> _Task goal_
Below are some records: retype them all exactly, but not the pictures.

-- START OF Material --

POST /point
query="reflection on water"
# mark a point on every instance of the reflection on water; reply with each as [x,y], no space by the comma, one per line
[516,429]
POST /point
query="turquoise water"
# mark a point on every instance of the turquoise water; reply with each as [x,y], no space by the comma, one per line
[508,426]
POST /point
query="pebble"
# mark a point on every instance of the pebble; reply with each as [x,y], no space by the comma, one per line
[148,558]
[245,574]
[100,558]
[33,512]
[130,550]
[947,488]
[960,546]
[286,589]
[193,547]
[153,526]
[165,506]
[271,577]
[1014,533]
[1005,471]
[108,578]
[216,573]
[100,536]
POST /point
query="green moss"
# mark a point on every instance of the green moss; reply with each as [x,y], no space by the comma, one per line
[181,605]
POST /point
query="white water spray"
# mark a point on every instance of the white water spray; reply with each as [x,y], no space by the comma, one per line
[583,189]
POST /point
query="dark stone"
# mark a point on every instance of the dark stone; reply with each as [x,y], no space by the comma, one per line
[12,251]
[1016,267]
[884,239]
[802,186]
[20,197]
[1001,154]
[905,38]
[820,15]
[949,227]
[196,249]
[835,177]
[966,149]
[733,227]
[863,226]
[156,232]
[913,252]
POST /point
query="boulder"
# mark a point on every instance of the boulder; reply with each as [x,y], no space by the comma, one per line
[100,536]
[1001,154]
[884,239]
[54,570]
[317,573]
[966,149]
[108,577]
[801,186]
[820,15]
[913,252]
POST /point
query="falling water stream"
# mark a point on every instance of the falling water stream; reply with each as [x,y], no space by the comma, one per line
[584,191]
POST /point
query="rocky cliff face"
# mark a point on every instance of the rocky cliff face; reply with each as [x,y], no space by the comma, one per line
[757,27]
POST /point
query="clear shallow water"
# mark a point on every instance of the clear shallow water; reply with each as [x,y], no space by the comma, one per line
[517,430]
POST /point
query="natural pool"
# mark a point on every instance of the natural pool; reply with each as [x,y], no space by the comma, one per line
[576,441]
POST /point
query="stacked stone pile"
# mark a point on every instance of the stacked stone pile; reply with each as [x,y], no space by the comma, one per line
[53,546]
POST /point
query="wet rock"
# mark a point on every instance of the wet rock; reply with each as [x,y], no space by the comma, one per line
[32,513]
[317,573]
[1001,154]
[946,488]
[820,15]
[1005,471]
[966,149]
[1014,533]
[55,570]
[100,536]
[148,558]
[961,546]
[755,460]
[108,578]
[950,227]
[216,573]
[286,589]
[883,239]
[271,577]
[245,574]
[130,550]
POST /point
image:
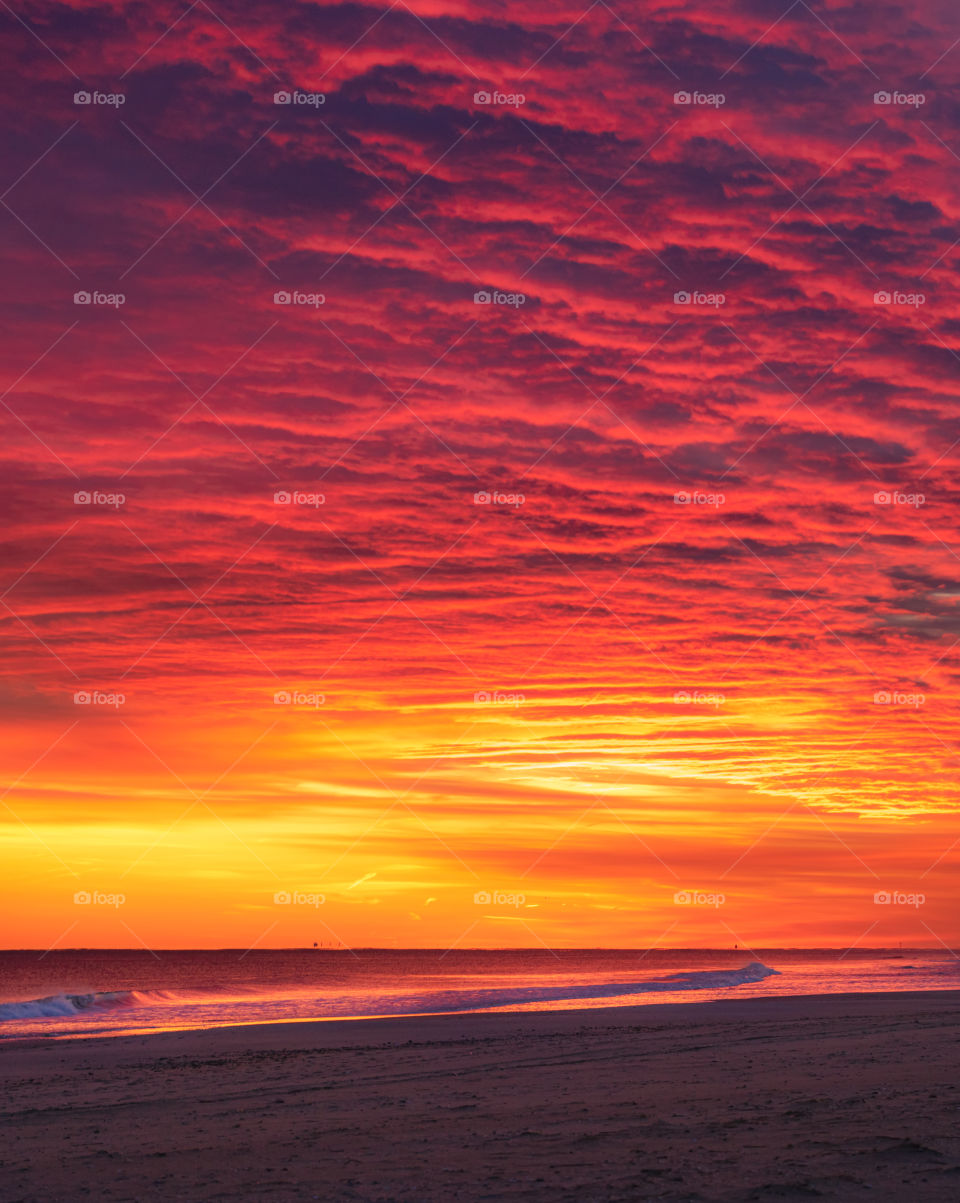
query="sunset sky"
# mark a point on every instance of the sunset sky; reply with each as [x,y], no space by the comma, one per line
[712,596]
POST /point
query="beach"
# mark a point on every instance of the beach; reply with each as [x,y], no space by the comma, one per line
[841,1096]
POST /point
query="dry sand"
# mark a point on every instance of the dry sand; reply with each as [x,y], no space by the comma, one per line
[837,1097]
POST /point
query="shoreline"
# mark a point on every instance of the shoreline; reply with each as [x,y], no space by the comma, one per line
[335,1029]
[849,1096]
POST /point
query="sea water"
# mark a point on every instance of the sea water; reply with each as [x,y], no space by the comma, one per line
[107,993]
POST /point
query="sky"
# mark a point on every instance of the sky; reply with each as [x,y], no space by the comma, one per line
[480,476]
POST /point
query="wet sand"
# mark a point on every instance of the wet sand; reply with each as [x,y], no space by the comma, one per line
[836,1097]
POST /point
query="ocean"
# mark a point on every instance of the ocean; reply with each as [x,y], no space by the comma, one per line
[106,993]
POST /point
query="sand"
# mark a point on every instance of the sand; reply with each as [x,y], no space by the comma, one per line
[836,1097]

-- END OF Material --

> _Finished answer_
POST /point
query="reflection on water"
# mark a point on every instance of the reflection on water; reply with each as [x,y], no space by the comma, one per line
[516,429]
POST /point
query="turquoise water"
# mark a point on every instance of the turquoise water; reply with each as [x,y], no space by the comma, one per line
[508,426]
POST /point
query="pebble"
# mark a point on every instance of the pebble; reply with each as [x,y], no space by the comma, one per line
[148,558]
[245,574]
[100,558]
[33,512]
[130,550]
[947,488]
[960,546]
[286,589]
[193,547]
[153,526]
[165,506]
[271,577]
[1014,533]
[1005,471]
[108,578]
[216,573]
[100,536]
POST /point
query="green moss"
# mark a point on every instance of the green moss; reply with each as [x,y], no space by the comma, one per line
[181,605]
POST /point
query="white water spray"
# mark a point on every instance of the white water spray; reply with each as [x,y], no space by the comma, one per line
[583,189]
POST /point
query="dark stone"
# mark a point on every instance of the dark stone; reply with each as [x,y], no space by the comma, one per line
[12,251]
[1016,267]
[884,239]
[802,186]
[20,197]
[1001,154]
[905,38]
[820,15]
[949,227]
[196,249]
[835,177]
[966,149]
[733,227]
[863,226]
[156,232]
[913,252]
POST /point
query="boulder"
# mark a point on every instance of the boulder; reply with each as [x,y], no space by the comma, one per line
[100,536]
[1001,154]
[884,239]
[54,570]
[317,573]
[966,149]
[108,577]
[801,186]
[820,15]
[913,252]
POST /point
query="falling water stream"
# mark a point on every instance of the falling water stream; reply with each as [x,y], no space by the comma, one per line
[584,191]
POST /point
query="rocky cliff face"
# mark a point on every instance of the rocky cliff face; reply with each as [x,y], no space by the comma, one per line
[757,27]
POST /point
query="clear shallow water"
# mark a point on every instance of the clear shallow water; reply with each as [x,y], no space by the comma, one per line
[517,430]
POST /point
query="natural pool"
# mark a point on every instance of the natural pool; reply with each as [x,y], no space by the comma, one per line
[576,441]
POST /point
query="stacked stone pile"
# mark a point on every instance of the stacked stone pile; reply with each as [x,y], no space by the comma, one per line
[53,546]
POST /point
query="wet rock"
# mark a point on every instance of the wet rock; reply with each as [x,y], no space by the comma, one per line
[32,513]
[317,573]
[1001,154]
[946,488]
[820,15]
[1005,471]
[966,149]
[1014,533]
[55,570]
[100,536]
[148,558]
[961,546]
[755,460]
[108,578]
[950,227]
[216,573]
[286,589]
[883,239]
[271,577]
[245,574]
[130,550]
POST /point
image:
query="sunset sky"
# mark a point on every instance of the sunset sky; reply with each as [x,y], no space by the comma, one per line
[712,596]
POST /point
query="beach"
# mark a point on every instance of the beach; reply with each as [x,y], no space by the comma, one per line
[841,1096]
POST /point
query="dry sand"
# mark a point on every instance of the dry sand; reply with each as [x,y], no space by the comma, one per line
[837,1097]
POST /point
query="shoreline"
# mark a point on every instance of the shoreline; reply with each as [x,y], no space by the comma, one per line
[335,1029]
[849,1096]
POST /point
query="sea water"
# mark a point on every instance of the sea water; reply with each as [x,y], no space by the comma, one per line
[107,993]
POST /point
query="sky"
# mark a point on every instance of the sky; reply with each as [x,y], no space by the comma, one per line
[480,476]
POST /point
query="wet sand"
# mark a point on every instance of the wet sand; reply with each as [x,y], no space by the comma, one per line
[836,1097]
POST /point
query="ocean"
# mark a point on every instance of the ocean; reply with each as [x,y], no space by the comma, one per line
[106,993]
POST /point
query="sand"
# mark a point on every instance of the sand; reply with each as [x,y], no space by the comma, one per line
[836,1097]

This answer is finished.